■ READING TEXT
■ ■ ■ ■ ■ ■ ■
Medicare Part B
Part B of Medicare provides qualifying US citizens with outpatient medical insurance, which covers doctors’ services, preventative services, and other forms of outpatient care. You can enroll in Part B medical insurance three months before and four months after your 65th birthday. There is also a special enrollment period for those who are covered by a group health plan offered by a union or employer.
If you are already receiving benefits from Social Security or the Railroad Retirement Board, you will automatically enroll in Part B the month you turn 65: if your birthday is on the first of the month, you will enroll in Part B on the first day of the previous month. If you are disabled and under the age of 65, you automatically get Part B once you receive Social Security disability benefits. Most people must pay a monthly premium depending on their income to ensure Part B coverage. The premium is usually deducted from your monthly Social Security payments depending on income.
You can chose to opt out of Part B by sending the Medicare Part B card back when you receive it in the mail: by keeping the card, you keep Part B and keep paying Part B premiums. If you chose not to enroll during your initial enrollment period, you have the opportunity to register in the general enrollment period that stretches from January 1 to May 1. For every 1 year period that you were qualified to enroll in but opted not to your Part B monthly premium will increase by 10 percent.
Medicare Part B provides patients with medically necessary outpatient health care. Part B fills in some of Part A’s gaps by providing coverage for doctors in an outpatient setting as well as for approved medical equipment and supplies when necessary. Physician services, nursing services, vaccinations, cardiovascular and diabetes screenings, lab services, and other preventative services can all be covered by Part B. Routine physical exams are not covered by Part B.Medicare Part B will not pay for cosmetic surgery, custodial care, prescription drugs, dental care, or vision care, as well as other services.
Medicare does not cover every health-related service or item. You will likely have to pay copayments and deductibles on services even if they are covered by Medicare. Most copayments will cost around 20 percent of the total cost of the service. If a service you need is not covered by Medicare, you must cover the costs yourself unless you have separate insurance.
■ ■ ■ ■ ■ ■ ■
■ RECORD EXTRACTS
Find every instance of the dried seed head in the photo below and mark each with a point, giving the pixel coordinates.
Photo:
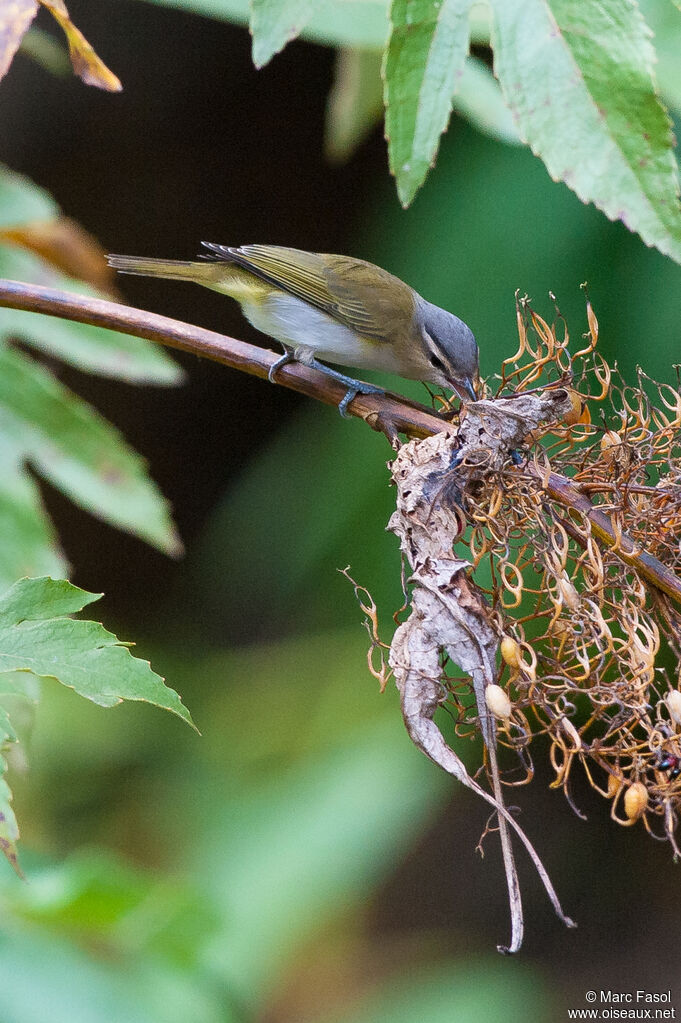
(614, 785)
(609, 443)
(498, 702)
(570, 594)
(636, 800)
(510, 652)
(580, 410)
(673, 701)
■ ■ ■ ■ ■ ■ ■
■ REQUIRED TASKS
A – According to the Medicare Part B text, how much does the monthly Part B premium rise for each year a person could have enrolled but chose not to?
B – Retype the Medicare Part B text from "Medicare Part B provides" to "as other services.".

■ ANSWER LIST
A – It rises by 10 percent.

B –
Medicare Part B provides patients with medically necessary outpatient health care. Part B fills in some of Part A’s gaps by providing coverage for doctors in an outpatient setting as well as for approved medical equipment and supplies when necessary. Physician services, nursing services, vaccinations, cardiovascular and diabetes screenings, lab services, and other preventative services can all be covered by Part B. Routine physical exams are not covered by Part B.Medicare Part B will not pay for cosmetic surgery, custodial care, prescription drugs, dental care, or vision care, as well as other services.